Sammlung der Entscheidungen des Schweizerischen Bundesgerichts
Collection des arrêts du Tribunal fédéral suisse
Raccolta delle decisioni del Tribunale federale svizzero

BGE 126 I 207



126 I 207

26. Auszug aus dem Urteil der I. öffentlichrechtlichen Abteilung vom
23. August 2000 i.S. X. gegen A. und Obergericht des Kantons Zürich
(staatsrechtliche Beschwerde) Regeste

    Art. 87 OG (in der Fassung vom 8. Oktober 1999).  Anfechtbarkeit des
Entscheids über die Bewilligung des Wechsels des amtlichen Verteidigers.

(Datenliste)
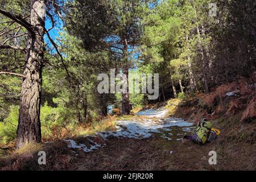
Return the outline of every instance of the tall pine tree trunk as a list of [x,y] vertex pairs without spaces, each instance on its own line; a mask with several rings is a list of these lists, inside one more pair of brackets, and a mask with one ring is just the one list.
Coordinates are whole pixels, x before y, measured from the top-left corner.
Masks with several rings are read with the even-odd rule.
[[127,92],[122,94],[122,113],[123,114],[130,114],[131,107],[130,106],[130,96],[128,82],[129,63],[128,63],[128,45],[126,39],[123,39],[123,60],[124,66],[123,67],[123,73],[126,76],[125,81],[127,83]]
[[22,82],[16,147],[41,142],[40,110],[42,95],[42,72],[44,56],[46,6],[43,1],[31,0],[30,23],[35,35],[30,34],[28,53]]
[[179,84],[180,84],[180,90],[181,91],[181,93],[184,93],[184,89],[183,89],[183,86],[182,86],[181,80],[180,80],[180,79],[179,80]]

> **IHRE AUFGABE**
Gib bitte den Teil des Textauszugs wortgetreu wieder, der mit den Worten „26. Auszug aus“ einsetzt und mit „des amtlichen Verteidigers.“ schließt.

> **ERGEBNIS**
26. Auszug aus dem Urteil der I. öffentlichrechtlichen Abteilung vom
23. August 2000 i.S. X. gegen A. und Obergericht des Kantons Zürich
(staatsrechtliche Beschwerde) Regeste

    Art. 87 OG (in der Fassung vom 8. Oktober 1999).  Anfechtbarkeit des
Entscheids über die Bewilligung des Wechsels des amtlichen Verteidigers.